Kenneth J. Balkus, Jr. is an American chemist and materials scientist. He is professor of chemistry and former department chair at The University of Texas at Dallas. He is a Fellow of the American Chemical Society and a recipient of the ACS Doherty Award. His well known work is synthesis of zeolite UTD-1, the first high-silica zeolite to contain a one-dimensional, extra-large 14-ring pore system. Other notable work include rare-earth metal organic frameworks. He is editor to Journal of Porous Materials, Springer. He is also co-founder of DB Therapeutics, a company developing cancer therapies.

== Early life and education ==
Kenneth received his B.S., in chemistry from Worcester Polytechnic Institute, with distinction. He then moved to University of Florida for PhD in inorganic chemistry, where he worked with Russell S. Drago.

== Career ==
Balkus joined University of Pennsylvania as postdoctoral associate in 1986 with Bradford B. Wayland. He joined The University of Texas at Dallas in 1988 where he is currently professor of chemistry and professor of materials science and engineering and leading chemistry department.

WORK INSTRUCTION -
Retype the passage from the Balkus biography above, starting with "Kenneth J. Balkus, Jr." and going on through "Russell S. Drago.".

SUPPLIED MATERIAL -
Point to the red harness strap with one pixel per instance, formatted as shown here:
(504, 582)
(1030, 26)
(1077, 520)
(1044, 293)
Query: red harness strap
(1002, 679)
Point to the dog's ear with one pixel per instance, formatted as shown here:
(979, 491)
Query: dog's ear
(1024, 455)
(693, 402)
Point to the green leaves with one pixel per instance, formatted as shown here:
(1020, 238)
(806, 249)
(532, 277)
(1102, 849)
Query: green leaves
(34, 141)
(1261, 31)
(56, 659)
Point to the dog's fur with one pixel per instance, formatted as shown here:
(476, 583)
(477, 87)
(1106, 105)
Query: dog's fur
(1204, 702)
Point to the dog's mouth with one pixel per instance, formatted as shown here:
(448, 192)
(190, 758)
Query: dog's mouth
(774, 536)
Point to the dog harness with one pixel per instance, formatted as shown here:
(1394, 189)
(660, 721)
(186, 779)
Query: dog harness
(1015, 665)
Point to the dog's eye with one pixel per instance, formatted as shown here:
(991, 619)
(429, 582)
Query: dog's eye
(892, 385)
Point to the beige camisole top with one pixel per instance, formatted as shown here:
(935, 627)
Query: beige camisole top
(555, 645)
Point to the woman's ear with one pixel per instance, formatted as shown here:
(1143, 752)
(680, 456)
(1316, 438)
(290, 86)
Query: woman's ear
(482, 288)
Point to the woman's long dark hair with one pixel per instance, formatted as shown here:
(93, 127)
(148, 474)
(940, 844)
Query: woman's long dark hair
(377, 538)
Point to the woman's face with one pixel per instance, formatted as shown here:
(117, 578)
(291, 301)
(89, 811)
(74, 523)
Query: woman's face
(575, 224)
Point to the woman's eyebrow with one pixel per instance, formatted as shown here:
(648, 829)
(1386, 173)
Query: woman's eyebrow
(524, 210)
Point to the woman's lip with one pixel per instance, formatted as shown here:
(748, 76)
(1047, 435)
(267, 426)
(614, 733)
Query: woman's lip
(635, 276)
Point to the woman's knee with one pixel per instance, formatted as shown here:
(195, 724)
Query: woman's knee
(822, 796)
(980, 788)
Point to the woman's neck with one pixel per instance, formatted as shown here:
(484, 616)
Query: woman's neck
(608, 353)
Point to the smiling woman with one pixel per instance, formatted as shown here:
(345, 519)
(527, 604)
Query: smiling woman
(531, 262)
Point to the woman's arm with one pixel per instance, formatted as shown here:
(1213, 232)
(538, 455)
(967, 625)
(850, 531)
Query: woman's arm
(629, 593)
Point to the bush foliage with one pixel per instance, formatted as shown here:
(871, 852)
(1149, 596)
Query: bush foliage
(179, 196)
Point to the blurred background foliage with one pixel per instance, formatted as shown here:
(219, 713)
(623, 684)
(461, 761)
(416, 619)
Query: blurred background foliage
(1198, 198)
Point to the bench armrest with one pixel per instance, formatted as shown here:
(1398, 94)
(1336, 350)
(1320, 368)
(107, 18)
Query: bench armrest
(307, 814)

OUTPUT FOR THIS EXERCISE -
Kenneth J. Balkus, Jr. is an American chemist and materials scientist. He is professor of chemistry and former department chair at The University of Texas at Dallas. He is a Fellow of the American Chemical Society and a recipient of the ACS Doherty Award. His well known work is synthesis of zeolite UTD-1, the first high-silica zeolite to contain a one-dimensional, extra-large 14-ring pore system. Other notable work include rare-earth metal organic frameworks. He is editor to Journal of Porous Materials, Springer. He is also co-founder of DB Therapeutics, a company developing cancer therapies.

== Early life and education ==
Kenneth received his B.S., in chemistry from Worcester Polytechnic Institute, with distinction. He then moved to University of Florida for PhD in inorganic chemistry, where he worked with Russell S. Drago.